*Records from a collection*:
[Start of Attachment]

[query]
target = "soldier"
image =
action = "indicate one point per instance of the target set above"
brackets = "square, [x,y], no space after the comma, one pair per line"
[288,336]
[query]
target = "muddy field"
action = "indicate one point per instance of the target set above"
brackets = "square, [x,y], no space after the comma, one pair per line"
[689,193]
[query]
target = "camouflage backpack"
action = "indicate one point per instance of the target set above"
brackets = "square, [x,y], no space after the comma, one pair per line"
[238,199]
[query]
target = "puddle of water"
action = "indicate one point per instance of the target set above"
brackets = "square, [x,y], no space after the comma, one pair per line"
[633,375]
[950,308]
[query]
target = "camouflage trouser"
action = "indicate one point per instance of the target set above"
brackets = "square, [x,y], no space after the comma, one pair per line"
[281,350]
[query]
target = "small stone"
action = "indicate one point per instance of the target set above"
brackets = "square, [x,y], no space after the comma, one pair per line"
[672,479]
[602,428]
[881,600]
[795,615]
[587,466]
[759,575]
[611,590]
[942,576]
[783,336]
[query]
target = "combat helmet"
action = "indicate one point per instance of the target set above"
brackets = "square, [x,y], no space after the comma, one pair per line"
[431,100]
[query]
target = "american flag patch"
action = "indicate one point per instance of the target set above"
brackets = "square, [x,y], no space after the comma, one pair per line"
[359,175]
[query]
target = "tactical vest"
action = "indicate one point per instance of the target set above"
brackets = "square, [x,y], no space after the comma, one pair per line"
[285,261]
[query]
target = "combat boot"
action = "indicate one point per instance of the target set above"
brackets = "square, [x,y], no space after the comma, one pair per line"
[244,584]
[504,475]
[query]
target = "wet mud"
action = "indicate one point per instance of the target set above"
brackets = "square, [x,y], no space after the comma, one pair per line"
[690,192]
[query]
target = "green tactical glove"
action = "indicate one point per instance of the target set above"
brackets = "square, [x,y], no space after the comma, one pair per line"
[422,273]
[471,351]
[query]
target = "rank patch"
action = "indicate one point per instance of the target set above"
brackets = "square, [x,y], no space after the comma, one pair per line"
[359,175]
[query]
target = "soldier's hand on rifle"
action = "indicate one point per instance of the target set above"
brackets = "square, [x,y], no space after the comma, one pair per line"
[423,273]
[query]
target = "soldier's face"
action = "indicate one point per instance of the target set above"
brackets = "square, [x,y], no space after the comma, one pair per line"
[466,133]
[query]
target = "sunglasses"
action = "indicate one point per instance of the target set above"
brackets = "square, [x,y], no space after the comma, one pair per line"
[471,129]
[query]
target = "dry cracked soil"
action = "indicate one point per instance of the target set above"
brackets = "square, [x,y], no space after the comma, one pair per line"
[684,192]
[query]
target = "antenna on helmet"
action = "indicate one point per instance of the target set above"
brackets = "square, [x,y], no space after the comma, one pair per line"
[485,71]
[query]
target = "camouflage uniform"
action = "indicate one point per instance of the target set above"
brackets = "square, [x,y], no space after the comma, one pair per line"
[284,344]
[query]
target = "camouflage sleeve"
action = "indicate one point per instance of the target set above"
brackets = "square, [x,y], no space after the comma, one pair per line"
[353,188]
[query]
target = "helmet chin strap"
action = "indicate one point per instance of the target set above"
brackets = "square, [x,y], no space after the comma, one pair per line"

[End of Attachment]

*DIRECTIONS*: Make an exact copy of every entry.

*TASK SOLUTION*:
[query]
target = "soldier"
image =
action = "indicate one point per instance of the target set above"
brackets = "square, [x,y], no space after the comma, one pair per line"
[288,336]
[query]
target = "muddy field"
action = "indicate one point per instance of the target set above"
brackets = "square, [x,y], no space after the comma, one pair per line"
[689,193]
[query]
target = "camouflage backpack"
action = "indicate one point per instance of the target set above"
brackets = "square, [x,y], no space after the comma, one pair per line"
[238,199]
[query]
target = "puddle of water"
action = "indicate one point per instance of the target set above"
brackets = "square, [x,y], no space after the comma, one pair per line"
[633,375]
[950,308]
[query]
target = "camouflage trouser"
action = "indicate one point per instance of the target set above"
brackets = "square, [x,y], no space after the comma, one pair per line"
[281,350]
[query]
target = "small stone"
action = "indicate one point per instance of the target set above"
brackets = "square, [x,y], no space after the comma, one pair per line"
[672,479]
[602,428]
[881,600]
[795,615]
[587,466]
[759,575]
[611,590]
[942,576]
[783,336]
[query]
target = "combat helmet"
action = "indicate one point per instance of the target set above"
brackets = "square, [x,y], no space after the comma, one pair per line"
[431,100]
[query]
target = "american flag patch"
action = "indicate one point per instance of the target set above"
brackets = "square, [x,y], no space after the comma, one pair per line"
[359,175]
[query]
target = "tactical vest"
action = "indicate one point per instance of the target set above"
brackets = "square, [x,y], no space after the comma, one pair per line"
[285,261]
[query]
target = "combat boot"
action = "indicate one point per instance of the target set above"
brackets = "square, [x,y], no space after the comma, one pair per line"
[244,584]
[504,475]
[query]
target = "wet mud"
action = "indicate one point per instance of the target set above"
brackets = "square, [x,y], no space after the comma, one pair per line"
[690,192]
[query]
target = "green tactical glove"
action = "indicate one point per instance of the target set above"
brackets = "square, [x,y], no space after the comma, one pair per line"
[422,273]
[471,351]
[query]
target = "rank patch"
action = "indicate one point per instance of the target set above"
brackets = "square, [x,y], no space after the comma, one pair per line"
[359,175]
[query]
target = "soldier's hand on rifle"
action = "indicate one point per instance of the target set above"
brackets = "square, [x,y], no space after the comma, one pair per line"
[423,273]
[query]
target = "soldier's face"
action = "indicate one point per instance of the target set above"
brackets = "square, [x,y], no space after the comma, one pair per line"
[466,133]
[query]
target = "sunglasses"
action = "indicate one point per instance of the target set above"
brackets = "square, [x,y], no space after the comma, one pair per line"
[471,129]
[query]
target = "dry cracked soil"
action = "indicate one point per instance of the target set above"
brackets = "square, [x,y], no space after the comma, one pair per line"
[684,192]
[query]
target = "antenna on helmet"
action = "indicate one point per instance of the target set above"
brackets = "square, [x,y], no space after the comma, one pair per line"
[485,71]
[query]
target = "camouflage uniform"
action = "indicate one point per instance of the target set above"
brackets = "square, [x,y], no space after the comma, one pair per line"
[284,344]
[query]
target = "camouflage sleeve"
action = "indicate one point per instance of the target set above"
brackets = "square, [x,y], no space after the comma, one pair per line"
[353,188]
[query]
target = "helmet chin strap"
action = "indicate one point per instance of the target set above"
brackets = "square, [x,y], no space after the comma, one pair per line"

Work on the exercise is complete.